[Start of section]

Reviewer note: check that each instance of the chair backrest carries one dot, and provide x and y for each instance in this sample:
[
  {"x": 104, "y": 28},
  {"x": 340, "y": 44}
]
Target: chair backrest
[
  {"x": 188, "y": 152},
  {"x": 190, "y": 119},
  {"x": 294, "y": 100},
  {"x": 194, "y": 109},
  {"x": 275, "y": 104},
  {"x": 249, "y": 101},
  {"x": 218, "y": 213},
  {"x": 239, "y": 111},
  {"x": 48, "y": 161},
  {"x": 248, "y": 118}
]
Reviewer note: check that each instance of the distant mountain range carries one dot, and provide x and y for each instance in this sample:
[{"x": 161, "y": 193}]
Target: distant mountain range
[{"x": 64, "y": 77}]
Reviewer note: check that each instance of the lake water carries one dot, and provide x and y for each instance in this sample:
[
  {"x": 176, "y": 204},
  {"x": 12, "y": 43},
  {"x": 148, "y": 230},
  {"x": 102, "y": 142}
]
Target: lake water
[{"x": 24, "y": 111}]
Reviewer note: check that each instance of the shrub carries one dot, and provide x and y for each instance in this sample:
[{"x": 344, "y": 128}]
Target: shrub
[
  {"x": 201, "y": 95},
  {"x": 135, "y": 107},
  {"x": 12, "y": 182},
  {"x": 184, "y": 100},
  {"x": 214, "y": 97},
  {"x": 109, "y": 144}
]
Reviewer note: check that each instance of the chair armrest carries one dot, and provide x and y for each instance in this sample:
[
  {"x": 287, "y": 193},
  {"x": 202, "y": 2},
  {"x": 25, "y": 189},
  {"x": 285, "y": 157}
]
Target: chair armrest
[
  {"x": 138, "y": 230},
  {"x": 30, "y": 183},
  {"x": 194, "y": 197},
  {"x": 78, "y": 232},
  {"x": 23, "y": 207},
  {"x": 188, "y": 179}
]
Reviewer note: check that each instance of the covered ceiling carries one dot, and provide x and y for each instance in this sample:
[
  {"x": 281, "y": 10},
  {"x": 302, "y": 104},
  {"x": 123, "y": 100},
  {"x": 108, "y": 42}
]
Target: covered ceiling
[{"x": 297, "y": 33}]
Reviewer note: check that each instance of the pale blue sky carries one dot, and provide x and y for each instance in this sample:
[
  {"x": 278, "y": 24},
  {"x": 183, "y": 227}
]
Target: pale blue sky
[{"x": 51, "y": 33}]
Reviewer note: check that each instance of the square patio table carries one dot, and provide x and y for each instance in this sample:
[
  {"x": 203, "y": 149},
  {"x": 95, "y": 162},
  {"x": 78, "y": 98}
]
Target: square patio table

[End of section]

Go through the listing above, and whenever a line holds the word "check", copy it.

**OUTPUT**
Reviewer note: check that each instance of the chair backrest carries one dot, and provide x and y for each instance in this sample:
Reviewer note: check that each instance of the distant mountain range carries one dot, and provide x and y for each instance in this sample:
Reviewer note: check that each instance of the lake water carries one dot, and provide x and y for each instance in this sample:
Reviewer note: check that each instance of the shrub carries one dot, and provide x and y for each instance in this sample:
Reviewer note: check that each instance of the chair armrest carries one dot, and provide x and y for each instance in this sample:
Reviewer note: check that each instance of the covered ceiling carries one dot, and provide x and y for each instance in this sample:
Reviewer note: check that each instance of the pale blue sky carries one dot, and provide x and y for each instance in this sample:
Reviewer note: check that each instance of the square patio table carries one dot, and provide x and y for each instance in this sample:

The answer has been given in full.